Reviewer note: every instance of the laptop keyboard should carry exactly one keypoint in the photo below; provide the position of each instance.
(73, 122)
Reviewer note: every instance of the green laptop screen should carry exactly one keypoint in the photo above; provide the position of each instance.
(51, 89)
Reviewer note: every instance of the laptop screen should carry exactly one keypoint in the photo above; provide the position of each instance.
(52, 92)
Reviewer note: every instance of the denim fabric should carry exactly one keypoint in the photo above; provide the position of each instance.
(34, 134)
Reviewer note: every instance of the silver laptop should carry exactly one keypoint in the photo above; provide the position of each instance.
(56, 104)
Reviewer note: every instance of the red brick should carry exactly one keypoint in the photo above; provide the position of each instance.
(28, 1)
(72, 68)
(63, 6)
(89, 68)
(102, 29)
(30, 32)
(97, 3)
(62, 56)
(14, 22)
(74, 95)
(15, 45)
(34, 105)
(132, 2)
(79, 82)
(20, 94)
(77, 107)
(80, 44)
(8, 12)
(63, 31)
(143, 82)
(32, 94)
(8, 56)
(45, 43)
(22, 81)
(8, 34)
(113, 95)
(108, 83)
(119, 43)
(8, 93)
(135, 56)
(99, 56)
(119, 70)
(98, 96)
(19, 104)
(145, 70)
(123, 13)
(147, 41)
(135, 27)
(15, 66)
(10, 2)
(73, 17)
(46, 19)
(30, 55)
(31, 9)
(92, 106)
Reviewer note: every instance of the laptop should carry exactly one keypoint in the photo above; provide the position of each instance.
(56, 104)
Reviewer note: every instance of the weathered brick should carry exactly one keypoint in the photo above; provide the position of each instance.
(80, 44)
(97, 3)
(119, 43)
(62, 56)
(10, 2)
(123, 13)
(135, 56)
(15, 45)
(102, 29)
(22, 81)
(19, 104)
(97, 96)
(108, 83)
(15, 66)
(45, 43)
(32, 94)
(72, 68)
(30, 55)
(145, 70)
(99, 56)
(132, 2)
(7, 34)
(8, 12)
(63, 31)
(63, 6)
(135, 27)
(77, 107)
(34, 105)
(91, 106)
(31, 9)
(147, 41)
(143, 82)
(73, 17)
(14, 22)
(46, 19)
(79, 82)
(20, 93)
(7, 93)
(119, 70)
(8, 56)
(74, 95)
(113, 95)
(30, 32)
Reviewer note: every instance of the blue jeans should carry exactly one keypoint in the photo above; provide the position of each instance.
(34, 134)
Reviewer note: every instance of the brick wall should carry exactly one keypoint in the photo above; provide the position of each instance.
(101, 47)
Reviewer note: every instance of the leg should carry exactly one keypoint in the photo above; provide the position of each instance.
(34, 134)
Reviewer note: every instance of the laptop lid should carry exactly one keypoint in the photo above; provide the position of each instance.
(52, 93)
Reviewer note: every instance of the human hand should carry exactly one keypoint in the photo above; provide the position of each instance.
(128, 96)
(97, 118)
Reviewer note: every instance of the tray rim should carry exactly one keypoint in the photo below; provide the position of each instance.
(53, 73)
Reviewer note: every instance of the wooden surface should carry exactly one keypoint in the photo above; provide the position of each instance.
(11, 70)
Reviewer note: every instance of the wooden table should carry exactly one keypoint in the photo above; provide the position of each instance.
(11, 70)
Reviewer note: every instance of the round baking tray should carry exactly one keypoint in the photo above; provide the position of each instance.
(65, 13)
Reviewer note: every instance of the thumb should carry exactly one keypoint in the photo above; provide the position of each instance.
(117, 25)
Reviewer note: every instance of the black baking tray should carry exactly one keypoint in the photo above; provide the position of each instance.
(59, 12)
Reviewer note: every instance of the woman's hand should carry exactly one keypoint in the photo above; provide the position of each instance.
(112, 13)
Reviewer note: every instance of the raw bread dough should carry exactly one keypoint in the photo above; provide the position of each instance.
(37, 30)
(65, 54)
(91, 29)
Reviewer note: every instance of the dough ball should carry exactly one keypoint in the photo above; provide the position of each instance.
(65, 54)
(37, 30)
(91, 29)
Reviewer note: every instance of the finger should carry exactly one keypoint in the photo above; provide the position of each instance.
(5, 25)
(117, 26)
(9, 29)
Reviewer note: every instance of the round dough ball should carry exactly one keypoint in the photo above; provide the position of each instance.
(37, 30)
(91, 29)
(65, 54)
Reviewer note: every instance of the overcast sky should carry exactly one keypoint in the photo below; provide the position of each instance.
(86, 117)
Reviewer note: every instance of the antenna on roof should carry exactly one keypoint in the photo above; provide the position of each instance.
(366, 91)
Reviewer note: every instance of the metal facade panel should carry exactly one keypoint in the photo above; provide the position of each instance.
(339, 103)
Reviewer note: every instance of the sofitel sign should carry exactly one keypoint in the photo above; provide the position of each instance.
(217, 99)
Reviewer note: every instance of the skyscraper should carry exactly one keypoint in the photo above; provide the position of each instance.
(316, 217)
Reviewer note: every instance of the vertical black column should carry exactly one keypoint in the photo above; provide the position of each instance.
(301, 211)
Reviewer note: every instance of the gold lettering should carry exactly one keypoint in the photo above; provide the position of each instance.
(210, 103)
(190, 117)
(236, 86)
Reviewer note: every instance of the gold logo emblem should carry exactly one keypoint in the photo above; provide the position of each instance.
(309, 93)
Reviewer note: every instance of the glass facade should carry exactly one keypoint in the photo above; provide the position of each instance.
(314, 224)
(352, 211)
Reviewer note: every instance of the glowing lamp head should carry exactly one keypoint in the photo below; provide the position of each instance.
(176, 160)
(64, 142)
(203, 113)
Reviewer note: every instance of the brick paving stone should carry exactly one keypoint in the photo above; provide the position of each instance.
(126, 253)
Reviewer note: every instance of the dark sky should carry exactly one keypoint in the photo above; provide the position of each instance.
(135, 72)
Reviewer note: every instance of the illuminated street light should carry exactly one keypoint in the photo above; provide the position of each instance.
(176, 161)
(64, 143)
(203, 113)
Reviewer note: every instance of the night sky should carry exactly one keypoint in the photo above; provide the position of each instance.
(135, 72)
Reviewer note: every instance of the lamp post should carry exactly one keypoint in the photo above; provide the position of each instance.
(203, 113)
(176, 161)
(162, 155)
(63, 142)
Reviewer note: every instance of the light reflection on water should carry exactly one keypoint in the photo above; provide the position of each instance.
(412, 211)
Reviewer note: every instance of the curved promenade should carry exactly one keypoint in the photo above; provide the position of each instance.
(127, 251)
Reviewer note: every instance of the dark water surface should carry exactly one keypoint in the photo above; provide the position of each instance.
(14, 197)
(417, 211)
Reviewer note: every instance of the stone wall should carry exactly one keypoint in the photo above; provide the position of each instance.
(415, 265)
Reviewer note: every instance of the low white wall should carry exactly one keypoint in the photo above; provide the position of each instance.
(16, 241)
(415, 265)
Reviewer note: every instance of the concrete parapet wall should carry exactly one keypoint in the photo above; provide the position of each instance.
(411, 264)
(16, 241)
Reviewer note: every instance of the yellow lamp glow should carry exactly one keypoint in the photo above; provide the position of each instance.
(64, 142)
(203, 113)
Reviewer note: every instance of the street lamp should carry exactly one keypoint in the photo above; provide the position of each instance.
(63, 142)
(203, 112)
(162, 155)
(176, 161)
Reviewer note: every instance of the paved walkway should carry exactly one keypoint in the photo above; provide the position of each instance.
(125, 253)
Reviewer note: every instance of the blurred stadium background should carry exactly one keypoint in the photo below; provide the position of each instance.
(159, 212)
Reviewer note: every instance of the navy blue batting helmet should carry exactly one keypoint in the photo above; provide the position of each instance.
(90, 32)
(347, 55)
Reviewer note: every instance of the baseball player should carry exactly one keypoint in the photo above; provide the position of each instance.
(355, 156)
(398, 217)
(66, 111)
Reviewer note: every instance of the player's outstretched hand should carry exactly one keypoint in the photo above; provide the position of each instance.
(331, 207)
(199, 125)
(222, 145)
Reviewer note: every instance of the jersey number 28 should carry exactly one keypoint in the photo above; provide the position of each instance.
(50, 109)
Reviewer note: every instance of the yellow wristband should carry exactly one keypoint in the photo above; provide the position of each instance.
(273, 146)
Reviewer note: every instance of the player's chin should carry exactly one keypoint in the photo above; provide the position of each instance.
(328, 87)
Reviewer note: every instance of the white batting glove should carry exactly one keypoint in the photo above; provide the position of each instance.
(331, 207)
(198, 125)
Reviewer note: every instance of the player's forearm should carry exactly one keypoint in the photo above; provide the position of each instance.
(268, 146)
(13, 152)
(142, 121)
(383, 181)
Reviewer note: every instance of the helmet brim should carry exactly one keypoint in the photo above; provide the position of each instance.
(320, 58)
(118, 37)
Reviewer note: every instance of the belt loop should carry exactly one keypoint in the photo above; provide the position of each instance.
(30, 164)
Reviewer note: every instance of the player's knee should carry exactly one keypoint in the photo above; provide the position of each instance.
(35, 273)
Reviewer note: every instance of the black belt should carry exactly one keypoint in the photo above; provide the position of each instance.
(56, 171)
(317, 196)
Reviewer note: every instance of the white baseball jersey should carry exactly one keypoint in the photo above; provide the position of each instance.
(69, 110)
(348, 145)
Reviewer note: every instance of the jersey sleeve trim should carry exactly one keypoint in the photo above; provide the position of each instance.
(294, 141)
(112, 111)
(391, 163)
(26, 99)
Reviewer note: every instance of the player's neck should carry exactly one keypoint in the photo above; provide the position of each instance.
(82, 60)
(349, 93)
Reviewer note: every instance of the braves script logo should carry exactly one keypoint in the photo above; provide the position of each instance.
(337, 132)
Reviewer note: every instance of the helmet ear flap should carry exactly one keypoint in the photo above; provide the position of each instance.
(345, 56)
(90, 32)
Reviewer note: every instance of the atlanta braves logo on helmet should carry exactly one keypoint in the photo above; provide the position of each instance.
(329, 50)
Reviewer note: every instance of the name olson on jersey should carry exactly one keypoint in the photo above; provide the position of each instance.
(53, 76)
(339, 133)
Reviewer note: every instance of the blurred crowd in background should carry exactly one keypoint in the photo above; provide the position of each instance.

|---|

▶ TASK PROMPT
Beginning at the line that contains "Reviewer note: every instance of the braves", retype each line of the listing up to and including the last one, exactly as it stands, and nothing else.

▶ CORRECT OUTPUT
Reviewer note: every instance of the braves script logo should carry exactly one keypoint in the photo above; provide the position of each instance.
(337, 132)
Reviewer note: every instance of the helmet ear flap should carry exactly one keypoint in the photo above; provide the position of each instance.
(345, 56)
(90, 32)
Reviewer note: every instance of the atlanta braves logo on helmet should carry exactly one keypoint in the photo above; provide the position of each instance.
(329, 50)
Reviewer note: every instance of the name olson on jersey should carry exactly one keypoint in the photo above; provide the position of each instance.
(53, 76)
(339, 133)
Reviewer note: every instance of the blurred crowd in background should carry exactly one keypoint in the photo above; provide the position of each instance.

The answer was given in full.